• PASSAGE PROVIDED:
+++
Data as a Service

Your company’s data should be its greatest asset. It ought to be easy to develop new applications based on your data and to generate essential business insights—but for too many, legacy systems and databases make this difficult or impossible.

What is data as a service (DaaS)?

Data as a Service, DaaS, is considered one of the emerging cloud types. DaaS is hosted in the cloud and provides its data services as Software as a Service to the consumers. Consuming DaaS is a strategic investment for consolidating and organizing your enterprise data in one place, then making it available to serve new and existing digital initiatives.

MongoDB Atlas, the Data as a Service platform, is the only cross cloud, cross region platform built on top of MongoDB’s famous database software. Over 25k customers use this platform to innovate their application, leaving all the tedious work of managing the database to MongoDB.

Challenges of Legacy Systems vs DaaS

The keys to success in the digital age are how quickly you can build innovative applications, scale them, and gain insights from the data they generate—but legacy systems hold you back.

Lack of Agility

Demands for faster time to market and higher productivity are held back by traditional and rigid relational data models, waterfall development, and wariness of altering existing systems.

Data Locked in Silos

No complete view of your data? That means poor customer experience, missing insights, and slower app development.

Poor Data Accessibility

Existing systems aren’t built for the modern access patterns of 24/7 customer experiences on web, mobile, and social—and they’re single points of failure.

Limited Data Support

New classes of web, mobile, social, IoT, and AI applications produce data in a volume and variety that legacy systems just can’t handle.

Cloud Blockers

Brittle legacy systems prevent the shift to cloud computing, holding developers back from on-demand access to elastically scalable compute and storage infrastructure.

High Cost

Expensive hardware, huge jumps in costs as workloads scale, and punitive licensing impose barriers to innovation.
+++
• GOAL 1:
According to the data-as-a-service page, why is data locked in silos a problem? Answer in one to three sentences.
• GOAL 2:
Write the next part of the data-as-a-service page, picking up after its last sentence about high cost.

• PROVIDED INFORMATION:
+++
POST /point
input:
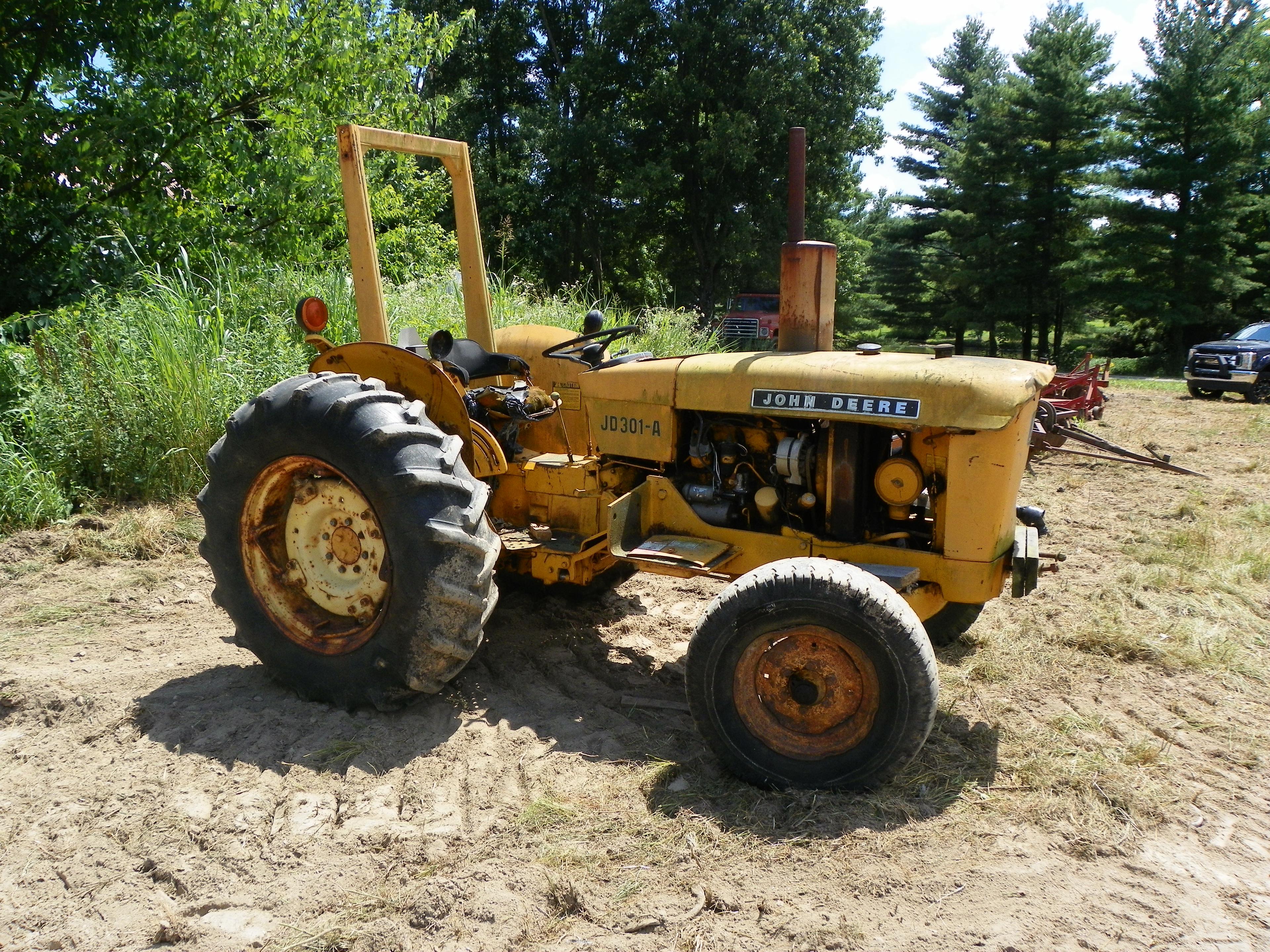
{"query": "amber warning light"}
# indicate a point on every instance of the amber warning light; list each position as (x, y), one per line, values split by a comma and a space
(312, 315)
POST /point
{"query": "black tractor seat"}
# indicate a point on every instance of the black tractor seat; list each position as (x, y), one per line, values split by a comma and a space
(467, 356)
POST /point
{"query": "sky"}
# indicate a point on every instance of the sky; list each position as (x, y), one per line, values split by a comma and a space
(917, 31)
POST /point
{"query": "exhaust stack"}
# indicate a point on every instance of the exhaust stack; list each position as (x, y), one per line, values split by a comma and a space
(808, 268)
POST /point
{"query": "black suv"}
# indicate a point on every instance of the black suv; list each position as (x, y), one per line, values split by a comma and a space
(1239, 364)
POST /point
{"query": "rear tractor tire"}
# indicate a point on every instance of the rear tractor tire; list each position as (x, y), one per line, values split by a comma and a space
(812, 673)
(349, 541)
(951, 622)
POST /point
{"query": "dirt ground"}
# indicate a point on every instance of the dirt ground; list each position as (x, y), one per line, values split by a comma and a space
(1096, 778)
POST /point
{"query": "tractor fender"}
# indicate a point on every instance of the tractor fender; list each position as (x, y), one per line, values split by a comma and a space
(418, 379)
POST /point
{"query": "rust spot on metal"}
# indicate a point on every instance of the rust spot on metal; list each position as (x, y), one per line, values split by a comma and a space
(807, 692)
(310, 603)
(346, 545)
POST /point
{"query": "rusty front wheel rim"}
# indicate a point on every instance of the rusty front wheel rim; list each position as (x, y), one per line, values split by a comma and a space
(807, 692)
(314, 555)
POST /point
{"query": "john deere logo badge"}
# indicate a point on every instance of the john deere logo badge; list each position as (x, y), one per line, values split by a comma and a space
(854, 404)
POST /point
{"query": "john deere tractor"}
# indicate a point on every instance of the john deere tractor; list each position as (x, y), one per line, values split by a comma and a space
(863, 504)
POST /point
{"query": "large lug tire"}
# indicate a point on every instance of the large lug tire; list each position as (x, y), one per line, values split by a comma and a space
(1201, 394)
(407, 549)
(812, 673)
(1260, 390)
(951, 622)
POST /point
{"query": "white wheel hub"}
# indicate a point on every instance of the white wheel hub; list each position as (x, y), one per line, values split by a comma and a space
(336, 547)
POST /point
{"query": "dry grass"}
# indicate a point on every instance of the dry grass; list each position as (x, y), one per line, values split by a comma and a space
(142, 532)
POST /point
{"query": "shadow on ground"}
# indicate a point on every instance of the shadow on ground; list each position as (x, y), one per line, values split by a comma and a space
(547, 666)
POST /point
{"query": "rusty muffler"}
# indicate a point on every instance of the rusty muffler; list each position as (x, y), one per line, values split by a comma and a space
+++
• EXERCISE RESPONSE 1:
Data locked in silos leaves a company without a complete view of its data. The page says that leads to poor customer experience, missing insights, and slower app development.

• EXERCISE RESPONSE 2:
Solution: Get started with DaaS

Deliver Data as a Service within your organization to speed up development, integrate data, and improve accessibility and performance.

The path to Data as a Service is to implement an Operational Data Layer (ODL). This data layer sits in front of legacy systems, enabling you to meet challenges that the existing architecture can’t handle—without the difficulty and risk of a full rip and replace. Depending on your requirements, an ODL can draw data from one or many source systems and power one or many consuming applications. An ODL can be used to serve only reads, accept writes that are then written back to source systems, or evolve into a system of record and eventually replace legacy systems entirely and simplify the enterprise architecture.

An ODL makes your enterprise data available as a service on demand, simplifying the process of building transformational new applications. It can reduce load on source systems, improve availability, unify data from multiple systems into a single real-time platform, serve as a foundation for re-architecting a monolith into microservices, and more. An Operational Data Layer becomes a system of innovation, allowing an evolutionary approach to legacy modernization.

How to build a successful DaaS?

Successfully building an ODL and delivering Data as a Service requires a combination of people, process, and technology. Here’s how MongoDB can help:

Data Layer Realization

MongoDB has developed a tried and tested approach to constructing an Operational Data Layer. The Data Layer Realization methodology helps you unlock the value of data stored in silos and legacy systems, driving rapid, iterative integration of data sources for new and consuming applications. Data Layer Realization offers the expert skills of MongoDB’s consulting engineers, but also helps develop your own in-house capabilities, building deep technical expertise and best practices.

This process for constructing an Operational Data Layer has been successfully implemented with many customers. Starting with clear definitions of project scope and identifying required producing and consuming systems is the first step to ensuring success. Based on these findings, we assign data stewards for clear chains of responsibility, then begin the process of developing and deploying the Operational Data Layer with loading and merging, data access API creation, validation, and optimization. This process is iterative, repeating in order to add new access patterns and consuming apps or enriching the ODL with new data sources.

A successfully implemented ODL is a springboard for agile implementation of new business requirements. MongoDB can help drive continued innovation through a structured program that facilitates prototyping and development of new features and applications.

TECHNOLOGY

Why use MongoDB Atlas as a data service?

When you choose MongoDB as the foundation for DaaS, you should definitely use MongoDB Atlas, the Data as a Service platform. This will allow you to boost your productivity and let MongoDB experts take care of all the heavy lifting for you.

Learn more about MongoDB Atlas

MongoDB Atlas is the best way to work with data.

Ease

MongoDB’s document data model is much more natural to developers than the relational tabular model, and you maintain the same ACID data integrity guarantees you are used to.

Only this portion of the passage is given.